• [YOUR GOAL]:
Please output the lines verbatim, from the line containing "distant mountain | outline every instance" up to and including the line containing "M 210 177 L", and nothing else.

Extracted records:
++++

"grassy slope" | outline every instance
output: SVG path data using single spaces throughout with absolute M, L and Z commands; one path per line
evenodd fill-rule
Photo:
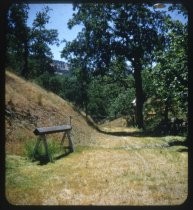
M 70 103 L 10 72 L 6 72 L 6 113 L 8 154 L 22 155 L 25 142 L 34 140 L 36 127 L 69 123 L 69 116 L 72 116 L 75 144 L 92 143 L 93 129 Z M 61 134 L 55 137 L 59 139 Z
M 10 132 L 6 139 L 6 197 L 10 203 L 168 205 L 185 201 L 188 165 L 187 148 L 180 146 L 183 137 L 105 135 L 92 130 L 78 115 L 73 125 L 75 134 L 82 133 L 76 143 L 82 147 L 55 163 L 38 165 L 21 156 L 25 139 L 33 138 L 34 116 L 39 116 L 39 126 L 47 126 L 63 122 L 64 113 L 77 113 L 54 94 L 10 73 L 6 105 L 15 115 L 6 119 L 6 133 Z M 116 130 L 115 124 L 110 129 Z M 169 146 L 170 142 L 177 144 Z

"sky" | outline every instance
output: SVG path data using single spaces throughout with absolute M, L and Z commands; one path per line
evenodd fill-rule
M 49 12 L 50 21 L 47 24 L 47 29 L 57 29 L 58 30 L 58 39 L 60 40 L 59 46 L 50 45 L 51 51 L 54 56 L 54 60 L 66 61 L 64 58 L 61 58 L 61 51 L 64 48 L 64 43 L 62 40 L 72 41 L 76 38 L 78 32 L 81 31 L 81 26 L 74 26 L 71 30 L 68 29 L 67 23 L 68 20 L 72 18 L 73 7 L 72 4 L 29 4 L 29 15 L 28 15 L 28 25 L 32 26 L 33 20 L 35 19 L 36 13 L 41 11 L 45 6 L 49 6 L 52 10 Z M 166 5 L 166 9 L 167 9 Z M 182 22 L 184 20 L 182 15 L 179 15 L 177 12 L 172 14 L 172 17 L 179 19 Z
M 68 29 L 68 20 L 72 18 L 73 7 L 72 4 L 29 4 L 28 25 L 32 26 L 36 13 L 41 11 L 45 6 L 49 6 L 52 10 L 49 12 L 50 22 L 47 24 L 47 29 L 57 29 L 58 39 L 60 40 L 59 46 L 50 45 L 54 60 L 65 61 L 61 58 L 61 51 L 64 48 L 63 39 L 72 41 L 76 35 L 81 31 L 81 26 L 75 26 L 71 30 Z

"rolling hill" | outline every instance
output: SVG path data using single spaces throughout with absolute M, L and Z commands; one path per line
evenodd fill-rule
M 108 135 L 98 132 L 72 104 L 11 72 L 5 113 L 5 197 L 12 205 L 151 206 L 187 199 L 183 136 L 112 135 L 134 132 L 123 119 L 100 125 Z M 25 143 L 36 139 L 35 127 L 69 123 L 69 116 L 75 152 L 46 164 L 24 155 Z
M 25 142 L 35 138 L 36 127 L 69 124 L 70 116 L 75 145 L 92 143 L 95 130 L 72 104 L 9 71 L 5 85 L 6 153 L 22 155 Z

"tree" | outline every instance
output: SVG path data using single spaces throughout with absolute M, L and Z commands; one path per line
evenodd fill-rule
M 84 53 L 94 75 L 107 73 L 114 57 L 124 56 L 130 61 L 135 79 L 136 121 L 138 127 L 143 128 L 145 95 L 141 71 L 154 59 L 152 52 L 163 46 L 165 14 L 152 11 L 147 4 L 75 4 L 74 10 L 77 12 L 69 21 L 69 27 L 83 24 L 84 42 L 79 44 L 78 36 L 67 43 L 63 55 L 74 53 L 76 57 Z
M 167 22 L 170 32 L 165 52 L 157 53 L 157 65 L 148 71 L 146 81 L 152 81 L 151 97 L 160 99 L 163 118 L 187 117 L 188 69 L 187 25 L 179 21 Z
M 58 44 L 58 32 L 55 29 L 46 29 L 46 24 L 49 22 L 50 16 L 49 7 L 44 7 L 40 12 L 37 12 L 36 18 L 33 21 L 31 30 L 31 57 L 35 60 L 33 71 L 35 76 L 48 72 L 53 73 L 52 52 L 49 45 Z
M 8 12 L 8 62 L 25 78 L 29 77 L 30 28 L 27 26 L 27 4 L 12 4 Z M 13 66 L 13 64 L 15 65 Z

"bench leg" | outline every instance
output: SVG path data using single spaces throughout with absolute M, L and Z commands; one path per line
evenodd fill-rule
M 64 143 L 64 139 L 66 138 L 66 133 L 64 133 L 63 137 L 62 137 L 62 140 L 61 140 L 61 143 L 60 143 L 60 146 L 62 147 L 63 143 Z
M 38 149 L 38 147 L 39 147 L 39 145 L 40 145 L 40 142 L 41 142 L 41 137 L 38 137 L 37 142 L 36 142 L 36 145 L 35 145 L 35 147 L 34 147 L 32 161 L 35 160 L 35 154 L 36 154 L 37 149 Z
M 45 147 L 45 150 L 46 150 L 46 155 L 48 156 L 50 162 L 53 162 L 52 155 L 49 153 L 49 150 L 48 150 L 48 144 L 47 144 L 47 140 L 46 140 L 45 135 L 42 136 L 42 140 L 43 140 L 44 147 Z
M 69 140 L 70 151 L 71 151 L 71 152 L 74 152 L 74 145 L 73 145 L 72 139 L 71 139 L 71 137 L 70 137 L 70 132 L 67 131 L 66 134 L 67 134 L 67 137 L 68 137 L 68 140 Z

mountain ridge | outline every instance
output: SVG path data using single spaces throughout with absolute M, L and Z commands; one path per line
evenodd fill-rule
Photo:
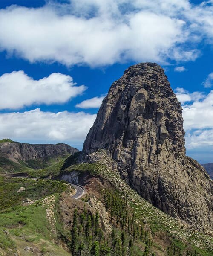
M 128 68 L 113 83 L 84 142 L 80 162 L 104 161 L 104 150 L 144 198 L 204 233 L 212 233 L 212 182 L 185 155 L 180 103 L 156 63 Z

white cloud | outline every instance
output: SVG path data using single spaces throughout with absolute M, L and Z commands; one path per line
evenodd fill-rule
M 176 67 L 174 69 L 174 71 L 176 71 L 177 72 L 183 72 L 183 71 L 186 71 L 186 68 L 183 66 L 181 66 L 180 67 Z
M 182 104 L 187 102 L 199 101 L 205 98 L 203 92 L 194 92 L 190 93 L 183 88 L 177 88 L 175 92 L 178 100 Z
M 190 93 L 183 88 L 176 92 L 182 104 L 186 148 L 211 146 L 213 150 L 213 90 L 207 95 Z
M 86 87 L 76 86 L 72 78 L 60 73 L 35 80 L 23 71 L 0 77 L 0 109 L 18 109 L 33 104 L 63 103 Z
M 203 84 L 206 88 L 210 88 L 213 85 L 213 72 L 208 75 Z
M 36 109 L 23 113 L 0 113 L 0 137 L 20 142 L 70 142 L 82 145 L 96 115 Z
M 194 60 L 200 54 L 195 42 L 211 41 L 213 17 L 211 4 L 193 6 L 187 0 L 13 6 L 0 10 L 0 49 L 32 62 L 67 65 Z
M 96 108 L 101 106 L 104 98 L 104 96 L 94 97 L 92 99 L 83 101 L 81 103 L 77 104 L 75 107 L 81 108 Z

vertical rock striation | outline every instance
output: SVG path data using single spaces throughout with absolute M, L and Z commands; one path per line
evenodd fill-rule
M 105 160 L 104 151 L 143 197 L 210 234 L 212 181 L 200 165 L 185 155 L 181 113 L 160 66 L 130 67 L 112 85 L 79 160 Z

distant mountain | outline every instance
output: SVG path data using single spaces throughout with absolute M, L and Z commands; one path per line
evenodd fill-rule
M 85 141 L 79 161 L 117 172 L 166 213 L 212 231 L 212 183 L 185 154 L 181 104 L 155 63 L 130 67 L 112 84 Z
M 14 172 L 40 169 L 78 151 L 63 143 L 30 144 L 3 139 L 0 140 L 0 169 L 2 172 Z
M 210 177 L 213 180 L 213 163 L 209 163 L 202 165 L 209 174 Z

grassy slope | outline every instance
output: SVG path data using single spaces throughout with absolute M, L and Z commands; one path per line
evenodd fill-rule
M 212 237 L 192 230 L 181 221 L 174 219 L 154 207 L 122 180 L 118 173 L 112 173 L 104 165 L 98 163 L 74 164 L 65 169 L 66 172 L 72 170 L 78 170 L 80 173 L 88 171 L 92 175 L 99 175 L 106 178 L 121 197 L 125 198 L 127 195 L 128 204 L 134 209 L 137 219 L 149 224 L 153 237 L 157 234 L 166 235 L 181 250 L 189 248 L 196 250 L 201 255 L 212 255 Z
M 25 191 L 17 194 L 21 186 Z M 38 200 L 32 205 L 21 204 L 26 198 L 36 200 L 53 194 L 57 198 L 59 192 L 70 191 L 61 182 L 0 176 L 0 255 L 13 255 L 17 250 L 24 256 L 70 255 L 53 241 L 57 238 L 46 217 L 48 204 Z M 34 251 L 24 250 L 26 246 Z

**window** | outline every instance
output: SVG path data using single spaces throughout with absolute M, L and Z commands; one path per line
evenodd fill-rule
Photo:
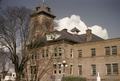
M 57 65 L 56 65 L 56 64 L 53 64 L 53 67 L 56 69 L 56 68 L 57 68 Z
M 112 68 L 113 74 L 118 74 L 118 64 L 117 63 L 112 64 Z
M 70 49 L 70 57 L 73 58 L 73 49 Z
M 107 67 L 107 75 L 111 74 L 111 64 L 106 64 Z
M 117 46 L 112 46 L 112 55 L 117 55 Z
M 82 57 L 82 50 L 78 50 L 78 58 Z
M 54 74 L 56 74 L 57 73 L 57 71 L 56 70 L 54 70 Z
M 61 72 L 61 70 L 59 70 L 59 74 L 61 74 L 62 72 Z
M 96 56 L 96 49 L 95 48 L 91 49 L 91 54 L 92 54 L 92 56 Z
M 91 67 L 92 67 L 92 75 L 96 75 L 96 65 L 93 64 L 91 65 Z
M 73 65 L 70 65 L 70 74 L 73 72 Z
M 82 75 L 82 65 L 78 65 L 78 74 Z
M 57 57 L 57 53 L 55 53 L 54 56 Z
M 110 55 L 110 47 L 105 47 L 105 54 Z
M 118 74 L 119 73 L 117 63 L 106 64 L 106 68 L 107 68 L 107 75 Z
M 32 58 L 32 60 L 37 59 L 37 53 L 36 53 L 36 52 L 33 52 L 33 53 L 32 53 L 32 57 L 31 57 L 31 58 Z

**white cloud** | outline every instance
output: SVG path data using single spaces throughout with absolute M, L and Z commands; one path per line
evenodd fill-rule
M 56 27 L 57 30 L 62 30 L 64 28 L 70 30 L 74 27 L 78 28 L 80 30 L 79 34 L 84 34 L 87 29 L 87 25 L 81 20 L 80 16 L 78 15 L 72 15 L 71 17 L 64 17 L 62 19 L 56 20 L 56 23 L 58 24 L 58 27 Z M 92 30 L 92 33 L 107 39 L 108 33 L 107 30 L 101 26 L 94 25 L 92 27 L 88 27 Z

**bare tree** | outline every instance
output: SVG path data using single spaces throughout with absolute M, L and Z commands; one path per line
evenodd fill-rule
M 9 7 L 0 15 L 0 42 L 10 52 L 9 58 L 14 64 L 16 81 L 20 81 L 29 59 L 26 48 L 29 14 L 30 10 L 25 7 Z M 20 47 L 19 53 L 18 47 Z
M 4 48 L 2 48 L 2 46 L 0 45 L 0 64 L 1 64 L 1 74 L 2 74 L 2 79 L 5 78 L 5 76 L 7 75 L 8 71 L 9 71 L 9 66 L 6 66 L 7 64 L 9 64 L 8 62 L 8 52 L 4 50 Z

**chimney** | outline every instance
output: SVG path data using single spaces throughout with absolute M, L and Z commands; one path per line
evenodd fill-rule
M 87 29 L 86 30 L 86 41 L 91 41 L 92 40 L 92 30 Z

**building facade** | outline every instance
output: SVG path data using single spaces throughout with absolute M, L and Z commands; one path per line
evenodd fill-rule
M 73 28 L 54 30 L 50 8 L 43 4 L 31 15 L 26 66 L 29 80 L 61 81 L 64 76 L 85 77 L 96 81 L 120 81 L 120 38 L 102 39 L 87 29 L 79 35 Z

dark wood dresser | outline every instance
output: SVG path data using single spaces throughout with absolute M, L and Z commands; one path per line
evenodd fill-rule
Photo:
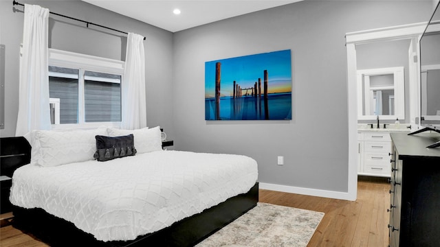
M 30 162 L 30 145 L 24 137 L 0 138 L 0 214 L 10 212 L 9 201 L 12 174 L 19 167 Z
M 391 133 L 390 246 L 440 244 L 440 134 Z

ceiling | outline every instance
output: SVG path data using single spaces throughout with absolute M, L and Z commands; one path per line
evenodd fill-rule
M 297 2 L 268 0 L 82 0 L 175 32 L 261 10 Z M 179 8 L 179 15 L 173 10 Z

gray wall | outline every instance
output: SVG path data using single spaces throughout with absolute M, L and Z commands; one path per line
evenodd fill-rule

++++

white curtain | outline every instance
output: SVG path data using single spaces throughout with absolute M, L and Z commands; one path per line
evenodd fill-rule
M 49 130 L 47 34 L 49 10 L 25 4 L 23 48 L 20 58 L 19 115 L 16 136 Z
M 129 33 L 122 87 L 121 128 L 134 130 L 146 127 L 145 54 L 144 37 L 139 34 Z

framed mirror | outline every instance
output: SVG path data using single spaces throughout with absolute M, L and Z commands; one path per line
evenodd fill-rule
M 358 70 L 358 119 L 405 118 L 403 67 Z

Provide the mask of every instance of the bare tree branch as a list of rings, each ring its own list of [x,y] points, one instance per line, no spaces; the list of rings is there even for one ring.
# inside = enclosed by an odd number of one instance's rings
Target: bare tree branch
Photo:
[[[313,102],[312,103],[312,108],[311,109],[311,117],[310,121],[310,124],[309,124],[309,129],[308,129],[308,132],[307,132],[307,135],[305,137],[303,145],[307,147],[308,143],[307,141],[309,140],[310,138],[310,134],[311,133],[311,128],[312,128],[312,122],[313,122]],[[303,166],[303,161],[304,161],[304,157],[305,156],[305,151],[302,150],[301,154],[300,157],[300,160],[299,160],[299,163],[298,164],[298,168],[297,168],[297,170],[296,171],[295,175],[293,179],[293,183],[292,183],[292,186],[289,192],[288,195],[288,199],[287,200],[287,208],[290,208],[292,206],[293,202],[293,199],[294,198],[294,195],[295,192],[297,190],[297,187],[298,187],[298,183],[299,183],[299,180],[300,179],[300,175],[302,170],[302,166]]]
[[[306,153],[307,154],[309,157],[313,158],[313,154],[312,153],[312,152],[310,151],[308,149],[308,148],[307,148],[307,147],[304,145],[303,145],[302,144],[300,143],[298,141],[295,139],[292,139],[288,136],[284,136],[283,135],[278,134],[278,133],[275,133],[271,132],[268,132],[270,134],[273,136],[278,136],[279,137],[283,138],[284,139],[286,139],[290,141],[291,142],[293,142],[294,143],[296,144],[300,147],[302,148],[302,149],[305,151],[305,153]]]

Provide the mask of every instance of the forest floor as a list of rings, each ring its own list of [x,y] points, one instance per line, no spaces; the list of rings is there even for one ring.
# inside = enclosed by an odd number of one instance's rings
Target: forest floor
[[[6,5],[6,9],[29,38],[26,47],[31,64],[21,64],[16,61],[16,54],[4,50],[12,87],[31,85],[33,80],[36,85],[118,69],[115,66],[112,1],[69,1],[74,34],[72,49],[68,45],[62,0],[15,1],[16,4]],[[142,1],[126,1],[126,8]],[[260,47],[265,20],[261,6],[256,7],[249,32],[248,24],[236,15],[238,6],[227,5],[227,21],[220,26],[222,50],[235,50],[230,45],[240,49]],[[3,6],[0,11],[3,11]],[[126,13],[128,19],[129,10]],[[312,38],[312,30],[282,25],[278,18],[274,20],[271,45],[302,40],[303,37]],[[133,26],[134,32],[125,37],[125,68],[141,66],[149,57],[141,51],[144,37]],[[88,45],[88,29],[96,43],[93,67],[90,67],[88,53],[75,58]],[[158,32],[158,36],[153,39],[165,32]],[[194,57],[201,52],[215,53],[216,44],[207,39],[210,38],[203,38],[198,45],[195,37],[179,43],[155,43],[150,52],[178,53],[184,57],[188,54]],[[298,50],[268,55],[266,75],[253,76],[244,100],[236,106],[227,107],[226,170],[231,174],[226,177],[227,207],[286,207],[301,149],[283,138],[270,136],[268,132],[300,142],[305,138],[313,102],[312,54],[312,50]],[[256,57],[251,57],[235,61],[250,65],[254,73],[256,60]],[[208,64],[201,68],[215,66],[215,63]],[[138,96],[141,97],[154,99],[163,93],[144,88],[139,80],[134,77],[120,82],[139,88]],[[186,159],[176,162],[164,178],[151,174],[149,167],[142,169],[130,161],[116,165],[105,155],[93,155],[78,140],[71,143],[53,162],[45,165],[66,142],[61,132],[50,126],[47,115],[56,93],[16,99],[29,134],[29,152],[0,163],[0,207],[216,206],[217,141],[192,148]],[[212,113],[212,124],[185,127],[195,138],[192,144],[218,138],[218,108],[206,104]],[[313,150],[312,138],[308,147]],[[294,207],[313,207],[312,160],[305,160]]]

++++

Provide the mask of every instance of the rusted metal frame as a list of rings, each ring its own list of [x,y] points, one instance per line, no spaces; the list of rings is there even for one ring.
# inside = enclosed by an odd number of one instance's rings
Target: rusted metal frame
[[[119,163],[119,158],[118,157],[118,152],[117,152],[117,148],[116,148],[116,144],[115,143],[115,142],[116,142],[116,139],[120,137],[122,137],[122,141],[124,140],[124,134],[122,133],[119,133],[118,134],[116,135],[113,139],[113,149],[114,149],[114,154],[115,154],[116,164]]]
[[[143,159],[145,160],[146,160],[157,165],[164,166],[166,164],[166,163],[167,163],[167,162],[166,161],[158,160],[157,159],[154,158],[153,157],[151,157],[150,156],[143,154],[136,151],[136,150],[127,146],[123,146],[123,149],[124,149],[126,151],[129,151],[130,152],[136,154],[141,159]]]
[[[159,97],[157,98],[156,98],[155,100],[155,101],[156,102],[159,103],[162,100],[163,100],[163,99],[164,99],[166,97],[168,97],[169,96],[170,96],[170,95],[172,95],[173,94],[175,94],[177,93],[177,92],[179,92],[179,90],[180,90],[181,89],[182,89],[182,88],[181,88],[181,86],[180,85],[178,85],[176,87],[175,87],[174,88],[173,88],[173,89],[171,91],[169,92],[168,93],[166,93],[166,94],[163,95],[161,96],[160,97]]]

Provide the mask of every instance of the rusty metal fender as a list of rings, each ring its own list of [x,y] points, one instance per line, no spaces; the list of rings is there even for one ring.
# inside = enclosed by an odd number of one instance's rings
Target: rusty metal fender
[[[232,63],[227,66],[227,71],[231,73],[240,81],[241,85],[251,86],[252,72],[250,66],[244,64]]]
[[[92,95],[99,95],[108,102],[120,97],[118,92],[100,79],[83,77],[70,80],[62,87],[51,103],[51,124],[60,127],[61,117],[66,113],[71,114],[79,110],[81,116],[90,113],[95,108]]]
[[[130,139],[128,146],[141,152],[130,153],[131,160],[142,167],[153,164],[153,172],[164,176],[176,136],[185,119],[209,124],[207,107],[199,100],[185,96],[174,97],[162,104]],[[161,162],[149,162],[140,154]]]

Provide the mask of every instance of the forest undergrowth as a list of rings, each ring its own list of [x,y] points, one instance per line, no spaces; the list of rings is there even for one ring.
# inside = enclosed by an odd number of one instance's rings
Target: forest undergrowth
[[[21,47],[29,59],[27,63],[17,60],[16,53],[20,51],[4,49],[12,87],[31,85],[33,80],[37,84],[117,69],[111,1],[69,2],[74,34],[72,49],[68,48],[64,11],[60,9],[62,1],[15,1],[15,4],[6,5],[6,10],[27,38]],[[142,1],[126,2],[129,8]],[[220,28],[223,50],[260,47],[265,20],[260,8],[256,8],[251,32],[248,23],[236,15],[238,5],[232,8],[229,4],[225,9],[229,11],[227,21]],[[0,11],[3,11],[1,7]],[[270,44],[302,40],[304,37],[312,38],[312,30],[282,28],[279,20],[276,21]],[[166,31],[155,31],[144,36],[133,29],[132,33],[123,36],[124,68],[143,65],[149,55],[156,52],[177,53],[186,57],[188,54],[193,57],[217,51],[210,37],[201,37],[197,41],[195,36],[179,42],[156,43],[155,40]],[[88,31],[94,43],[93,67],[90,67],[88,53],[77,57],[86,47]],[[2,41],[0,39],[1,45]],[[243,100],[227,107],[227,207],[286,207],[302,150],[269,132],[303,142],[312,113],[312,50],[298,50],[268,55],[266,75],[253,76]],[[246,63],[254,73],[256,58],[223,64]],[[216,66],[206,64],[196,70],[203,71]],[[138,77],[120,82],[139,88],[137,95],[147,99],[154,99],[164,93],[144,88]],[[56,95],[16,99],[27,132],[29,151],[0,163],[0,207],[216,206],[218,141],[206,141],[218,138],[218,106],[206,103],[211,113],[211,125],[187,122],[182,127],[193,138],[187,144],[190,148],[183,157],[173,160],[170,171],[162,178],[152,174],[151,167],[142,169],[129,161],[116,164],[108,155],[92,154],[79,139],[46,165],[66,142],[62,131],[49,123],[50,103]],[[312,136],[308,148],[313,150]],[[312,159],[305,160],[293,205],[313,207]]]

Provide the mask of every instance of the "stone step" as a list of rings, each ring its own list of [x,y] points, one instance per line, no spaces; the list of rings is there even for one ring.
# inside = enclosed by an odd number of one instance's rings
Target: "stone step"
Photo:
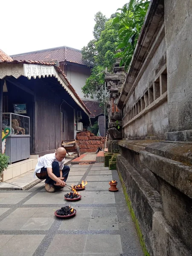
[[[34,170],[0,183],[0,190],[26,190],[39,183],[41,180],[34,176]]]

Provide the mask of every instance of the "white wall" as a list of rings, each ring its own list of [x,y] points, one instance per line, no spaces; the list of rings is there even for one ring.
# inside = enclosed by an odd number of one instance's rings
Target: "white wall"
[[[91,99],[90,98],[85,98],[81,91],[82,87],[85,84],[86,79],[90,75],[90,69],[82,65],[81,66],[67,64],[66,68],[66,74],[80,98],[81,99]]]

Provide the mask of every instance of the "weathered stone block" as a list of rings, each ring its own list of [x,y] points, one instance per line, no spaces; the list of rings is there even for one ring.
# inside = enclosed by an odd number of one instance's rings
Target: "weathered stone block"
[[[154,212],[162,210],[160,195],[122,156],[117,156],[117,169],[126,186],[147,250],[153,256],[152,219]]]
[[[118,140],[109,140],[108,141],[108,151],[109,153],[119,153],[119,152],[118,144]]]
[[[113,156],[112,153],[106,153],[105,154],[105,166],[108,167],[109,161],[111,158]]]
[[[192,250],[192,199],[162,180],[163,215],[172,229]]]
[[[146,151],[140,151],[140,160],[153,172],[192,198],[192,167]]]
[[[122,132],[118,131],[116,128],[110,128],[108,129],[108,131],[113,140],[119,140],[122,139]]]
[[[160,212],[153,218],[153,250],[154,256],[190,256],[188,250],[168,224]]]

++++

• [TASK ANSWER]:
distant mountain | outline every instance
output: SVG path data using single spaces throughout with absolute M, L and Z commands; one path per line
evenodd fill-rule
M 85 141 L 79 161 L 117 172 L 166 213 L 212 231 L 212 183 L 185 154 L 181 104 L 155 63 L 130 67 L 112 84 Z
M 14 172 L 40 169 L 78 151 L 63 143 L 30 144 L 3 139 L 0 140 L 0 169 L 2 172 Z
M 210 177 L 213 180 L 213 163 L 209 163 L 202 165 L 209 174 Z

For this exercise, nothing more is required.